╭─ MATERIAL SHOWN

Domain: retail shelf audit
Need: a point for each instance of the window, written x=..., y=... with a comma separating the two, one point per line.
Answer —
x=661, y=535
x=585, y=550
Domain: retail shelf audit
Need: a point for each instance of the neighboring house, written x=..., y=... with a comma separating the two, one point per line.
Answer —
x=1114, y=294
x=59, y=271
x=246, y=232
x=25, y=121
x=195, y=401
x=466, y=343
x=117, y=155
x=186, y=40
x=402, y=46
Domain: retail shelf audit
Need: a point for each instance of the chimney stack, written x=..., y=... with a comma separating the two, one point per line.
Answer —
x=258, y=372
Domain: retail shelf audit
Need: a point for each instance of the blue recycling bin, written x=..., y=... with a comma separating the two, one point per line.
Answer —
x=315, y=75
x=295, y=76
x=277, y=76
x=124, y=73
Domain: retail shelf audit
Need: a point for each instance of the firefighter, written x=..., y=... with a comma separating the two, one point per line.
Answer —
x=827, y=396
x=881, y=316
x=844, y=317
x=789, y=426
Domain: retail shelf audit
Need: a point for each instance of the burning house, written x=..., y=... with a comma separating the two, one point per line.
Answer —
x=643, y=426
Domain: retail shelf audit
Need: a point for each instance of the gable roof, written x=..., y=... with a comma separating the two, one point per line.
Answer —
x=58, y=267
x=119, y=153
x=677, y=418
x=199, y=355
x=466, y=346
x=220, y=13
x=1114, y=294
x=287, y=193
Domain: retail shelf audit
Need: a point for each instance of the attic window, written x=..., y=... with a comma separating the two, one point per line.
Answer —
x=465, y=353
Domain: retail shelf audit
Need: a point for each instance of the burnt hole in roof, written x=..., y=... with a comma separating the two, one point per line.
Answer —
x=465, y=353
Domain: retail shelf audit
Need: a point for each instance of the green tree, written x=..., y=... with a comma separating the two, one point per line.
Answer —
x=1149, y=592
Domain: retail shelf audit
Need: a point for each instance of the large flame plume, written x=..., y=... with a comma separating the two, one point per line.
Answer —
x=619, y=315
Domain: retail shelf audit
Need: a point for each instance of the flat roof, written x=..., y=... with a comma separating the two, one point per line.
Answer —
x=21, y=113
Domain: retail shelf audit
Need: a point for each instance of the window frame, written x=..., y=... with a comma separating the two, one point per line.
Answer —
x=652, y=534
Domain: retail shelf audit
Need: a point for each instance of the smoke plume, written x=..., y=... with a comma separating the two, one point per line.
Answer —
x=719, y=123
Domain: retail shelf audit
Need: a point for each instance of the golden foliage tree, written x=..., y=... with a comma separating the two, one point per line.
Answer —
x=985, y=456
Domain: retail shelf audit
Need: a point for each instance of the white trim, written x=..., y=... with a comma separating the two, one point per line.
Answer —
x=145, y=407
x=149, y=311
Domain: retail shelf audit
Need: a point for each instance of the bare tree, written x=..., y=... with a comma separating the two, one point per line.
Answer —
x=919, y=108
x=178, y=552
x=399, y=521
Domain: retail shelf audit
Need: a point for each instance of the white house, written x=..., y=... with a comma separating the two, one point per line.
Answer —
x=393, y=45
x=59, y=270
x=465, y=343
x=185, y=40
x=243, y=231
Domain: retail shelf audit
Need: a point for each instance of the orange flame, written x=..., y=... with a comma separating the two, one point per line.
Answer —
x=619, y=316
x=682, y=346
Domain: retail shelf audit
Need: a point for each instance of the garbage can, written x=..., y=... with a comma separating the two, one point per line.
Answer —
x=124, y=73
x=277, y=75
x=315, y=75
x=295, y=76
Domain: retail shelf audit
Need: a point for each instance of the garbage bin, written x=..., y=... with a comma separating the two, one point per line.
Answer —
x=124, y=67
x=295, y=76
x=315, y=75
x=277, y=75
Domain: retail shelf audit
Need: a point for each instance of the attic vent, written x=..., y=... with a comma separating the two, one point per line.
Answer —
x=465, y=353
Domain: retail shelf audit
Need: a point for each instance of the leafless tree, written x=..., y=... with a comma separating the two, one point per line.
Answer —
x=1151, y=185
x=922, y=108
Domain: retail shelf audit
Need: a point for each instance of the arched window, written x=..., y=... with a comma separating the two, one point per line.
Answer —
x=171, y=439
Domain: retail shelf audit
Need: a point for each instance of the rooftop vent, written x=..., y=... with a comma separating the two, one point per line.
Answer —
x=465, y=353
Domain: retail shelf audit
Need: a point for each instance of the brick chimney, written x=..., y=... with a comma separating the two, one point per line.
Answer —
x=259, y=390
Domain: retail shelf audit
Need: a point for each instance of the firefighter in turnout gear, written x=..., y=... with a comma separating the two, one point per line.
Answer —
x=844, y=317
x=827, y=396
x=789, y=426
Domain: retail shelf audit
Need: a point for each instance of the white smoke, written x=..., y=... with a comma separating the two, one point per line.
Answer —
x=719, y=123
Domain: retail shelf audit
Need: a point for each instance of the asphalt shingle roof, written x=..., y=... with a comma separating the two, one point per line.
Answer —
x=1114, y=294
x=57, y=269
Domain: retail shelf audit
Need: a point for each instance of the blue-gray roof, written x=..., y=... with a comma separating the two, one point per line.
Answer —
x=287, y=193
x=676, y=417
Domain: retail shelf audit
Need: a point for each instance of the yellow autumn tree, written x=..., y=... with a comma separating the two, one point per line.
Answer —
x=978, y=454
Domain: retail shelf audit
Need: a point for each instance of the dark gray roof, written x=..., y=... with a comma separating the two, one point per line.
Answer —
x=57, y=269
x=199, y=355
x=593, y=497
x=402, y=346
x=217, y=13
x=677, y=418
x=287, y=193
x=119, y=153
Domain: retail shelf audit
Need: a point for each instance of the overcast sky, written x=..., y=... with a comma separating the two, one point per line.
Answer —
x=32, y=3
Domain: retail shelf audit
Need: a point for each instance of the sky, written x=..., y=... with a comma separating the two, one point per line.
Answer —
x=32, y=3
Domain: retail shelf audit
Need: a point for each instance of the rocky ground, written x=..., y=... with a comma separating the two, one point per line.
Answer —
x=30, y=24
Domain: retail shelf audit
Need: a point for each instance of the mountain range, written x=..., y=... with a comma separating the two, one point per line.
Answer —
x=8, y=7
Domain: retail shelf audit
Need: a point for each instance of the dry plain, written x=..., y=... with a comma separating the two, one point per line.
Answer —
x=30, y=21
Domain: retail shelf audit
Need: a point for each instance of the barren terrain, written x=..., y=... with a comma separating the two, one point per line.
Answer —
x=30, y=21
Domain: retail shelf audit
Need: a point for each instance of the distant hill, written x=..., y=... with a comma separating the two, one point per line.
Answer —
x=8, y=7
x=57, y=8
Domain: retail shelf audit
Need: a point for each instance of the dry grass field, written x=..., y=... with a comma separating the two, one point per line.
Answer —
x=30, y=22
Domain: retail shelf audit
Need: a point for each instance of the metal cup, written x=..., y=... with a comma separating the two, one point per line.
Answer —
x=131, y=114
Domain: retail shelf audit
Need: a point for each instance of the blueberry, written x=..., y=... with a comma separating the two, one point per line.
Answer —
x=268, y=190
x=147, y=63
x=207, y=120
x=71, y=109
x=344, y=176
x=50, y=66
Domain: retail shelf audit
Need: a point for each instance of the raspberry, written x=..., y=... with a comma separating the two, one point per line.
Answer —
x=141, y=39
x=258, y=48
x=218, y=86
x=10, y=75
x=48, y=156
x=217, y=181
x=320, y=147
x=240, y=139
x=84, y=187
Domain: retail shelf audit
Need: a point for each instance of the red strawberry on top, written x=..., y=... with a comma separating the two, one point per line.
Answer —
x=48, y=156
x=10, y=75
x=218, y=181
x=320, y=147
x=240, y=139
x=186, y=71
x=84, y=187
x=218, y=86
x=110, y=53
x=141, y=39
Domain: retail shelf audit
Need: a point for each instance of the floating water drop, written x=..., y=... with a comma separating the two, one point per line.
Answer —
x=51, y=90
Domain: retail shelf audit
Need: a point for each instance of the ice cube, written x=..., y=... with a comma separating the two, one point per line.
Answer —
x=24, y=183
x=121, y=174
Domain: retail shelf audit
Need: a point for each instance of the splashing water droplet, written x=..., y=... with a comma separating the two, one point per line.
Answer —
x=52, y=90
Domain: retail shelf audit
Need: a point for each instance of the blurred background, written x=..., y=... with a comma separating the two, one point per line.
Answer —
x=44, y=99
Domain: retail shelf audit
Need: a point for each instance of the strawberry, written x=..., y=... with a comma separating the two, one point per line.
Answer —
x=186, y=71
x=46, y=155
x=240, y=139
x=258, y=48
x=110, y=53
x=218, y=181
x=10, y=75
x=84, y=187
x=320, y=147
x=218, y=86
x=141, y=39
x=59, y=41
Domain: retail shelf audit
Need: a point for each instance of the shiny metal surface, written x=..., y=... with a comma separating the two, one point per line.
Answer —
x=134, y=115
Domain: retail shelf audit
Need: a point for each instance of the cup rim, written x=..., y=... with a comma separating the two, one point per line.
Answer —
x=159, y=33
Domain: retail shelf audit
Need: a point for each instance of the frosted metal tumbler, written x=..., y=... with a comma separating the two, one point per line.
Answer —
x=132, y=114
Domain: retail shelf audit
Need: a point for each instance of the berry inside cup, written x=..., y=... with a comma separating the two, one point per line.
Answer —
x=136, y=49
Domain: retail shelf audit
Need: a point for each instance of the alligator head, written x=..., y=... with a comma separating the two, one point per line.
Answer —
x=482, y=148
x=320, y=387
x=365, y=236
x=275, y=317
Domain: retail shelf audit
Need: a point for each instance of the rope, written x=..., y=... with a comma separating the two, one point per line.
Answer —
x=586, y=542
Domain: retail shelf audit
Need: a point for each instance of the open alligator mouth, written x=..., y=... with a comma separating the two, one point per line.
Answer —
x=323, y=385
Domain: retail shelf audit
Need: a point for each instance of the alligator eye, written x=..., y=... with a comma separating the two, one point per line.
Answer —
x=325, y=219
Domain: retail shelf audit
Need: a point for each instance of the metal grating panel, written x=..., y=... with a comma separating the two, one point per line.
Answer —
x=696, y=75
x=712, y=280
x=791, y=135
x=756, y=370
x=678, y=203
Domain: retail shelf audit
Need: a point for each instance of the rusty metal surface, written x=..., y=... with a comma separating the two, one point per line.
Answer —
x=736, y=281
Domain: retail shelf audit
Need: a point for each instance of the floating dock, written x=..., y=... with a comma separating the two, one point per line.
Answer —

╰─

Recast the records as a Markdown table with the columns Row and Line, numbering each line in order and leaving out any blank lines. Begin at the start of the records and stop after the line that contains "x=585, y=550".

| Row | Line |
|---|---|
| 1 | Domain: retail shelf audit |
| 2 | Need: a point for each instance of the window, written x=..., y=... with a comma separating the two, one point per line. |
| 3 | Answer — |
| 4 | x=661, y=535 |
| 5 | x=585, y=550 |